Transcribe the tail of the listing: start at the line containing "Task: set a point on the white" and stop after the last line, keeping every character as is and adding nothing.
____________
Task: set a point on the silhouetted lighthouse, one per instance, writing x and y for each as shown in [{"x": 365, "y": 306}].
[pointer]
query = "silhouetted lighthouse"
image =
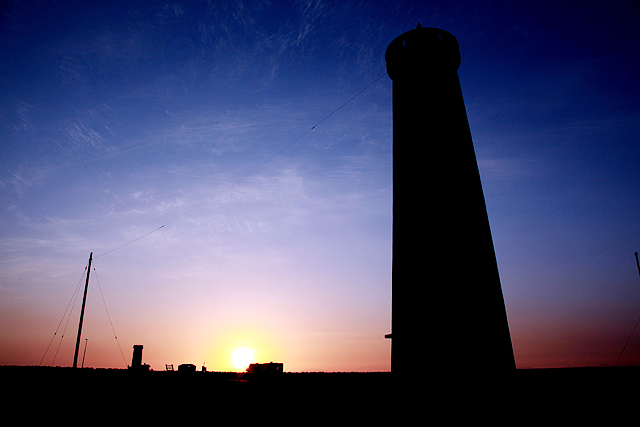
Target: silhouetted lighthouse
[{"x": 448, "y": 308}]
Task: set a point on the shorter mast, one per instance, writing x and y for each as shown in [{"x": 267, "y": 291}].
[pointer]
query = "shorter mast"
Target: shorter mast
[{"x": 84, "y": 301}]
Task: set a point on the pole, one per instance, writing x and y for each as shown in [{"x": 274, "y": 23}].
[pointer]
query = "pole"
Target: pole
[
  {"x": 84, "y": 301},
  {"x": 85, "y": 351}
]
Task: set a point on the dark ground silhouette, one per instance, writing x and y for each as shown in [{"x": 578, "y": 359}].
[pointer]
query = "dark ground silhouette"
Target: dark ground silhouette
[{"x": 568, "y": 394}]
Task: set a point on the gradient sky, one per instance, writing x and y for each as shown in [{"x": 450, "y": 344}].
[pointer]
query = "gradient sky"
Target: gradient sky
[{"x": 197, "y": 116}]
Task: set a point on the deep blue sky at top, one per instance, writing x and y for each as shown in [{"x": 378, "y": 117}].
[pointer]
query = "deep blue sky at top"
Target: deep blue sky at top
[{"x": 121, "y": 117}]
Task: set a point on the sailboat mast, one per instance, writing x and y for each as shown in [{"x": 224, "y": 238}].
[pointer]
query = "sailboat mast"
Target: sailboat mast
[{"x": 84, "y": 301}]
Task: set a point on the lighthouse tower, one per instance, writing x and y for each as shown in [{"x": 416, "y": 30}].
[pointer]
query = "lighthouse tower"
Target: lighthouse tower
[{"x": 447, "y": 296}]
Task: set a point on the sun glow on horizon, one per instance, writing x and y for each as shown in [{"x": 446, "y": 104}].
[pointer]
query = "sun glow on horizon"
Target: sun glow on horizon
[{"x": 242, "y": 357}]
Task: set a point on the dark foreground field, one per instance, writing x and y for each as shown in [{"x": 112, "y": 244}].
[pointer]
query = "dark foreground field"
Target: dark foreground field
[{"x": 551, "y": 395}]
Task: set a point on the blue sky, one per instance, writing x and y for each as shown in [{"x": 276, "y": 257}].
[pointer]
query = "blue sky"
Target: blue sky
[{"x": 197, "y": 117}]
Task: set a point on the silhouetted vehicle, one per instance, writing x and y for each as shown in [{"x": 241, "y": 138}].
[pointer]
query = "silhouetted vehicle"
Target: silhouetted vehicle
[{"x": 260, "y": 369}]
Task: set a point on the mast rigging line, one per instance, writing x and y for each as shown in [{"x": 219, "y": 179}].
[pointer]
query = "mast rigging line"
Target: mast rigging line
[
  {"x": 252, "y": 171},
  {"x": 73, "y": 299},
  {"x": 108, "y": 316}
]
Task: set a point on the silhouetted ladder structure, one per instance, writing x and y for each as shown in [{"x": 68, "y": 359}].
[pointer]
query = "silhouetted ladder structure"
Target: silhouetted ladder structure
[{"x": 449, "y": 307}]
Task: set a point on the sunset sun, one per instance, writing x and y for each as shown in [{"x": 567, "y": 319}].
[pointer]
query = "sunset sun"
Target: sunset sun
[{"x": 242, "y": 357}]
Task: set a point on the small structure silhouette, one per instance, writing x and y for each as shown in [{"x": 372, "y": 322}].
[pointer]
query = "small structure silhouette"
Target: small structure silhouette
[
  {"x": 136, "y": 360},
  {"x": 265, "y": 369},
  {"x": 186, "y": 368}
]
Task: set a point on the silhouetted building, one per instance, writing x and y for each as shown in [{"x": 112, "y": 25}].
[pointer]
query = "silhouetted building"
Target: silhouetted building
[
  {"x": 136, "y": 360},
  {"x": 186, "y": 367},
  {"x": 259, "y": 369},
  {"x": 448, "y": 305}
]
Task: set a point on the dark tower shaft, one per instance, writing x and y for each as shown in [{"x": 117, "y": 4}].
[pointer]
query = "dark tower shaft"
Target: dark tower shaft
[
  {"x": 447, "y": 296},
  {"x": 84, "y": 301}
]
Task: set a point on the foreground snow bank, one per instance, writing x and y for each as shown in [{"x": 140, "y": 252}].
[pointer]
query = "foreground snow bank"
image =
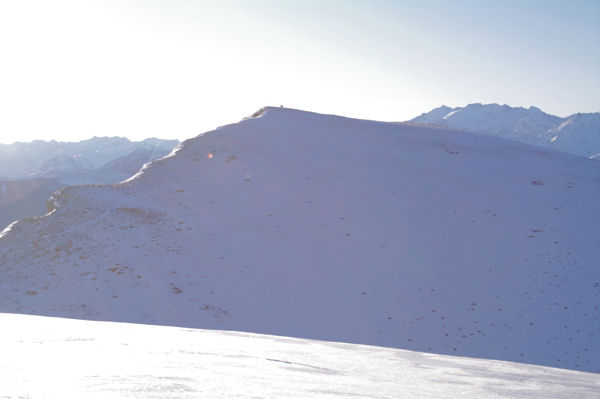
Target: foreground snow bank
[{"x": 53, "y": 357}]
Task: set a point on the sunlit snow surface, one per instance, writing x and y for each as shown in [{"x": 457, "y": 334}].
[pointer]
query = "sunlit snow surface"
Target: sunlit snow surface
[
  {"x": 315, "y": 226},
  {"x": 62, "y": 358}
]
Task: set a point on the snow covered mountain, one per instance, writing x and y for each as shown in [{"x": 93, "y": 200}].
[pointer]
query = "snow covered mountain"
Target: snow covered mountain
[
  {"x": 82, "y": 359},
  {"x": 577, "y": 134},
  {"x": 31, "y": 172},
  {"x": 54, "y": 159},
  {"x": 316, "y": 226}
]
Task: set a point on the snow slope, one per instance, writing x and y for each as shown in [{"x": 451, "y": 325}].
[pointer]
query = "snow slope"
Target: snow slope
[
  {"x": 61, "y": 358},
  {"x": 52, "y": 159},
  {"x": 577, "y": 134},
  {"x": 299, "y": 224},
  {"x": 31, "y": 172}
]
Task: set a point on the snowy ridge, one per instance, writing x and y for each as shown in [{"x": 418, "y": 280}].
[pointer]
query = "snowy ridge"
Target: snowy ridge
[
  {"x": 82, "y": 359},
  {"x": 317, "y": 226},
  {"x": 578, "y": 134}
]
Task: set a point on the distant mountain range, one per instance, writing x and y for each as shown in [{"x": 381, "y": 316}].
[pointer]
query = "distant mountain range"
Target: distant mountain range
[
  {"x": 31, "y": 172},
  {"x": 577, "y": 134},
  {"x": 60, "y": 159}
]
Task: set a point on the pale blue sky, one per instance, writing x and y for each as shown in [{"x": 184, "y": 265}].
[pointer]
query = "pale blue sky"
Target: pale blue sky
[{"x": 72, "y": 69}]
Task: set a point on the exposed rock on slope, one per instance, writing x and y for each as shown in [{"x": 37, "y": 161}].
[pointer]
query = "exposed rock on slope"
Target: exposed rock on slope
[{"x": 318, "y": 226}]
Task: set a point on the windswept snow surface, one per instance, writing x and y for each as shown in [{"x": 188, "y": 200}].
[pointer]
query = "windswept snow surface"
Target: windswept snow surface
[
  {"x": 61, "y": 358},
  {"x": 577, "y": 134},
  {"x": 314, "y": 226}
]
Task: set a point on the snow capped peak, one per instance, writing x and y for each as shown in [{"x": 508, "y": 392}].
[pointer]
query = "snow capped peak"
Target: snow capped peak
[
  {"x": 528, "y": 125},
  {"x": 302, "y": 224}
]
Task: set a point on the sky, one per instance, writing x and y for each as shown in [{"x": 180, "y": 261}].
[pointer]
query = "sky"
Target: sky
[{"x": 74, "y": 69}]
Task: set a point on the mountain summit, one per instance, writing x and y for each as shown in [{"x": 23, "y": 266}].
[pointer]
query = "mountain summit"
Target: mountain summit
[
  {"x": 577, "y": 134},
  {"x": 317, "y": 226}
]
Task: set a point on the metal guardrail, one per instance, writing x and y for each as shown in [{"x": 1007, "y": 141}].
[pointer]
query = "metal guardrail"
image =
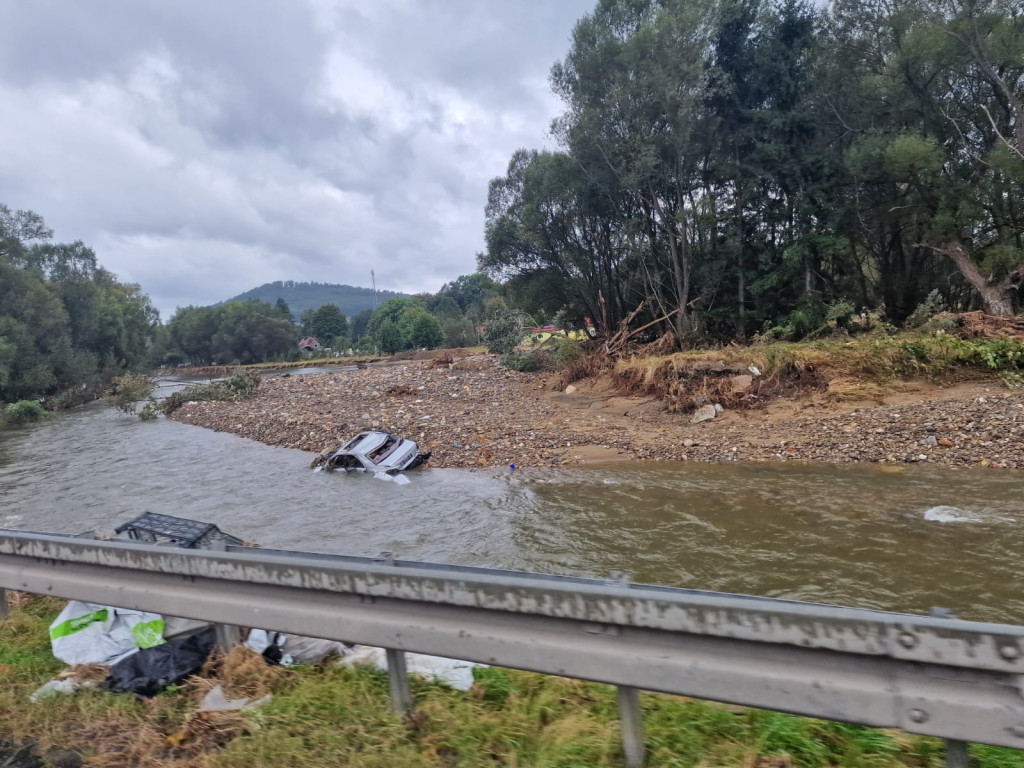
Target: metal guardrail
[{"x": 962, "y": 681}]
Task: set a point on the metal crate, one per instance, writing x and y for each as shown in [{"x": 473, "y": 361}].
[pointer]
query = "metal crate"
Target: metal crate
[{"x": 177, "y": 530}]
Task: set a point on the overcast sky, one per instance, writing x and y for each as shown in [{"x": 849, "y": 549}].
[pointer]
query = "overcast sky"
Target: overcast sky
[{"x": 206, "y": 146}]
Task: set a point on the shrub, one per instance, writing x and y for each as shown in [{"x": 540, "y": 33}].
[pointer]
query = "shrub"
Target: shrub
[
  {"x": 543, "y": 359},
  {"x": 566, "y": 351},
  {"x": 25, "y": 412},
  {"x": 128, "y": 390},
  {"x": 238, "y": 387},
  {"x": 926, "y": 309}
]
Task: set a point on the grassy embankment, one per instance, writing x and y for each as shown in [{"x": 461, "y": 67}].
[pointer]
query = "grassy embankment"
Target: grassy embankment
[{"x": 333, "y": 716}]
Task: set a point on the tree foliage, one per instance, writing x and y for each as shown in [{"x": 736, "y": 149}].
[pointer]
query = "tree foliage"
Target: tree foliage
[
  {"x": 239, "y": 332},
  {"x": 326, "y": 324},
  {"x": 66, "y": 323},
  {"x": 735, "y": 162}
]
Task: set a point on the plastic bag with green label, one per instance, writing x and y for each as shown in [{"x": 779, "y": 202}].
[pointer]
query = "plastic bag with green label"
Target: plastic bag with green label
[{"x": 86, "y": 633}]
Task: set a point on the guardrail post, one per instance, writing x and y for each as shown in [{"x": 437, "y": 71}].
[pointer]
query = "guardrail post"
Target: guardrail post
[
  {"x": 397, "y": 677},
  {"x": 956, "y": 754},
  {"x": 631, "y": 722},
  {"x": 227, "y": 637}
]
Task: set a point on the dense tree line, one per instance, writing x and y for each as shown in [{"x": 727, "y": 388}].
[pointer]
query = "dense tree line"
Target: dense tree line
[
  {"x": 67, "y": 325},
  {"x": 741, "y": 165},
  {"x": 304, "y": 296},
  {"x": 237, "y": 332}
]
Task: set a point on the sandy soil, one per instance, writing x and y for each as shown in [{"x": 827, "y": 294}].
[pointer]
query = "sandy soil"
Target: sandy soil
[{"x": 476, "y": 414}]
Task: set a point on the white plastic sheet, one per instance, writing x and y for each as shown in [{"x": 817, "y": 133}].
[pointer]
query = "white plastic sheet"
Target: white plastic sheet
[{"x": 86, "y": 633}]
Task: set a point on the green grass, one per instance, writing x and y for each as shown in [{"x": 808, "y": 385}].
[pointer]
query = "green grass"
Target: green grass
[{"x": 336, "y": 716}]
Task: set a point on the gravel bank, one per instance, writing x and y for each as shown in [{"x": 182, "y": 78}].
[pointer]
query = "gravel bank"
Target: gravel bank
[{"x": 476, "y": 414}]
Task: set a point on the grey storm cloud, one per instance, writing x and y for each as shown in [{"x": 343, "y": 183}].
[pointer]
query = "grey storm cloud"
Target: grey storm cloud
____________
SOLUTION →
Task: set a point on the white plastic sheet, one per instance, writing x and y for each as shown in [{"x": 817, "y": 133}].
[pointer]
query = "white plastic sheet"
Target: white plastic sheet
[{"x": 86, "y": 633}]
Task: set a point on the green grass, one per instance, writing x and y for each as shown in [{"x": 808, "y": 385}].
[pointer]
query = "green grass"
Target: green grass
[{"x": 336, "y": 716}]
Task: set a point on the gravel bank, one per instance, writing x and y for each as shown in [{"x": 182, "y": 78}].
[pointer]
query = "gravel bank"
Target: gravel bank
[{"x": 476, "y": 414}]
Task: set a point on the grey storm cloud, one per instance, writing x and y for each as shown in [{"x": 343, "y": 183}].
[pointer]
query = "grey storm cloud"
Target: grey storm cloud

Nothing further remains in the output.